What the exercise asks
Rescale everything from the first of the lines below down to the line containing "top-left (139, 125), bottom-right (342, 200)", both ends included: write those lines out again with their requests, multiplying every coordinate in the answers by 1.25 and rounding to whole numbers, halves up. Leave the pictures out.

Material to process
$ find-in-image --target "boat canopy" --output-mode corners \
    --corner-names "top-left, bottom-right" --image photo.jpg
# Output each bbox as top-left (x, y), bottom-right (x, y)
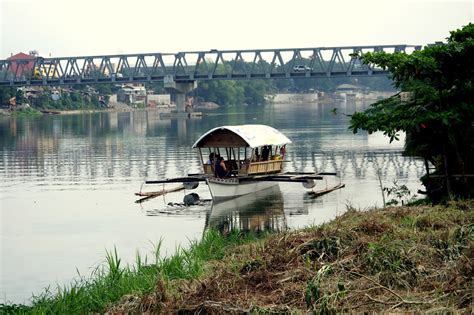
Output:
top-left (193, 125), bottom-right (291, 148)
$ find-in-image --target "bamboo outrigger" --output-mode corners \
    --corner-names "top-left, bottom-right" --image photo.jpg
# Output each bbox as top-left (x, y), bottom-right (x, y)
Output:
top-left (139, 125), bottom-right (342, 200)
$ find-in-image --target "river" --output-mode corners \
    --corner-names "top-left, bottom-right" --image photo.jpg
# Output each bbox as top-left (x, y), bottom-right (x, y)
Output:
top-left (0, 103), bottom-right (424, 303)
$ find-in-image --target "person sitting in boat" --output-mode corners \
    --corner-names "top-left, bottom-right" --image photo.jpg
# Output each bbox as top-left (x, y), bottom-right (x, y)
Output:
top-left (280, 144), bottom-right (286, 160)
top-left (214, 155), bottom-right (229, 178)
top-left (207, 152), bottom-right (216, 165)
top-left (262, 145), bottom-right (271, 161)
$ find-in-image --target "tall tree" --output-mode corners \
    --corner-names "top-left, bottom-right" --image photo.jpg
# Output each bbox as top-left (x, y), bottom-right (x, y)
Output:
top-left (350, 23), bottom-right (474, 201)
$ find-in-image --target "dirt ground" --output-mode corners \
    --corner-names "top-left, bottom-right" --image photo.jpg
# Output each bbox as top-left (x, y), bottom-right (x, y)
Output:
top-left (110, 201), bottom-right (474, 314)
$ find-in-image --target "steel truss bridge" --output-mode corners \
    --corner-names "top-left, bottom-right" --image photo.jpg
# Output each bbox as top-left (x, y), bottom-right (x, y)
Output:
top-left (0, 45), bottom-right (421, 86)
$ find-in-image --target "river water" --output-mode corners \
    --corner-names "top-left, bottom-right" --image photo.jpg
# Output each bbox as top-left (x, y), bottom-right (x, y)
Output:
top-left (0, 103), bottom-right (424, 303)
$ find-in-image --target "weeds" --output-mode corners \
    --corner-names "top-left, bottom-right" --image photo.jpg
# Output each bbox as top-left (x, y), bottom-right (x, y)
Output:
top-left (0, 200), bottom-right (474, 314)
top-left (0, 231), bottom-right (260, 314)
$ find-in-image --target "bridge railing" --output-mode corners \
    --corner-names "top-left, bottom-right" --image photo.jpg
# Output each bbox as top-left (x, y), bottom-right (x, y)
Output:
top-left (0, 45), bottom-right (421, 86)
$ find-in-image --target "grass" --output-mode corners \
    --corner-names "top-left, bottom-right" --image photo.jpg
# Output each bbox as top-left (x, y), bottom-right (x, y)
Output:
top-left (0, 230), bottom-right (255, 314)
top-left (135, 201), bottom-right (474, 314)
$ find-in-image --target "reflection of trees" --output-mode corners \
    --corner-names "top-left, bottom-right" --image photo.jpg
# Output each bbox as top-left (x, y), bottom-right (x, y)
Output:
top-left (205, 186), bottom-right (286, 233)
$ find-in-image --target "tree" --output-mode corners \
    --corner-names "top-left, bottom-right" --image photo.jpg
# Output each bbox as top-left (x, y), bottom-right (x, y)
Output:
top-left (349, 23), bottom-right (474, 201)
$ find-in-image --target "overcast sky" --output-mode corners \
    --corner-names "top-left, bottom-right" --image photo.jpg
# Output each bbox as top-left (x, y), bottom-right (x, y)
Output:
top-left (0, 0), bottom-right (474, 59)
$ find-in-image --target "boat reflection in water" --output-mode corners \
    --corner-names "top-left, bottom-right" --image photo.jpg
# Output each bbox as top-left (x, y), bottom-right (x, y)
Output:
top-left (205, 185), bottom-right (287, 234)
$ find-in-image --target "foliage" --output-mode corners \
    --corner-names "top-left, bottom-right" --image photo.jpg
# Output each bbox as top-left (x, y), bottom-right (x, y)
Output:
top-left (350, 24), bottom-right (474, 200)
top-left (383, 180), bottom-right (416, 206)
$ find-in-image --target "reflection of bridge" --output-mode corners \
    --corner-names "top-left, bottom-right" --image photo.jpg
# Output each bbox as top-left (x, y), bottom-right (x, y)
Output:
top-left (286, 150), bottom-right (425, 179)
top-left (0, 45), bottom-right (421, 86)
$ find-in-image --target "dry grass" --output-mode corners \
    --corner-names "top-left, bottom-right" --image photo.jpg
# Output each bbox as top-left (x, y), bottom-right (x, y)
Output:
top-left (110, 201), bottom-right (474, 314)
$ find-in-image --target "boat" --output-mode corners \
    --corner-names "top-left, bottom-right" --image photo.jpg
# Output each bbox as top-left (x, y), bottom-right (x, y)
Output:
top-left (140, 124), bottom-right (336, 201)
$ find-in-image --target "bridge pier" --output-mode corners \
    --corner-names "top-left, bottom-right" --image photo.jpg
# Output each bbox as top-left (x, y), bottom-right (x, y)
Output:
top-left (164, 75), bottom-right (197, 113)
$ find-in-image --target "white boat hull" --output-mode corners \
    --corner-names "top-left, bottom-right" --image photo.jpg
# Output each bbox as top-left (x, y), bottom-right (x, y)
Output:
top-left (207, 178), bottom-right (278, 200)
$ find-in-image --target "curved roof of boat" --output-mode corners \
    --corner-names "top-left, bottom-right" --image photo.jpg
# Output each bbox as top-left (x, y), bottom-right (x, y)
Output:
top-left (193, 125), bottom-right (291, 148)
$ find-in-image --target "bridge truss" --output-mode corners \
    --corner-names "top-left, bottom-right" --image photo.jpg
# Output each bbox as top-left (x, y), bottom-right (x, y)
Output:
top-left (0, 45), bottom-right (421, 86)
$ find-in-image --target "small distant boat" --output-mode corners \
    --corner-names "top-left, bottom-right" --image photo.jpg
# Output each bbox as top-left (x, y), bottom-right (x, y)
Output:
top-left (141, 124), bottom-right (336, 200)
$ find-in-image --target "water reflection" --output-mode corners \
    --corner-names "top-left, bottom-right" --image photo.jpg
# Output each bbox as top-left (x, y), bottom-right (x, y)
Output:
top-left (205, 185), bottom-right (287, 234)
top-left (0, 103), bottom-right (424, 303)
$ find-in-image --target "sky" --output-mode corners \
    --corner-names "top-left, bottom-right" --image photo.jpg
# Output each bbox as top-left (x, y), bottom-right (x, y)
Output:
top-left (0, 0), bottom-right (474, 59)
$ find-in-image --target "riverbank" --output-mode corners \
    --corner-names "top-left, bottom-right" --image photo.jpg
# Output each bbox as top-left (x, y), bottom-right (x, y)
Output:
top-left (0, 200), bottom-right (474, 314)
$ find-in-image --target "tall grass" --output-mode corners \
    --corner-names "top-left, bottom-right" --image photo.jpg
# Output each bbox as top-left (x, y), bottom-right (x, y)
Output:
top-left (0, 230), bottom-right (256, 314)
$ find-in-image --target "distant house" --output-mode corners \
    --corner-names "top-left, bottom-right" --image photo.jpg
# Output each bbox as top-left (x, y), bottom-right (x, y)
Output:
top-left (7, 52), bottom-right (36, 77)
top-left (334, 84), bottom-right (364, 100)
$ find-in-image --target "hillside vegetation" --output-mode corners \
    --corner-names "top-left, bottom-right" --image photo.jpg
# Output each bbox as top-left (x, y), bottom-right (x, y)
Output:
top-left (109, 201), bottom-right (474, 314)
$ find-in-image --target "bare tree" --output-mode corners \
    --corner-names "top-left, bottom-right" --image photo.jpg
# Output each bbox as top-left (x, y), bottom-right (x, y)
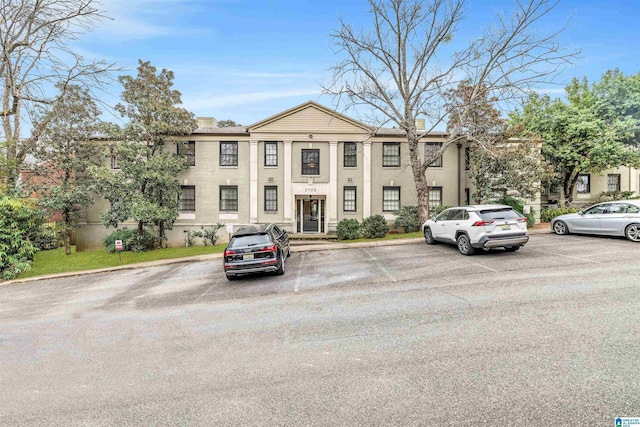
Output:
top-left (0, 0), bottom-right (116, 188)
top-left (323, 0), bottom-right (577, 224)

Task result
$ find-in-image --target "boat canopy" --output-mode corners \
    --corner-names "top-left, bottom-right" --image photo.jpg
# Output each bbox as top-left (x, y), bottom-right (x, y)
Output:
top-left (241, 156), bottom-right (364, 185)
$ find-in-image --target "bamboo outrigger" --output-mode corners \
    --corner-names "top-left, bottom-right" --image photo.jpg
# Output each bbox as top-left (x, y), bottom-right (x, y)
Output:
top-left (174, 156), bottom-right (428, 250)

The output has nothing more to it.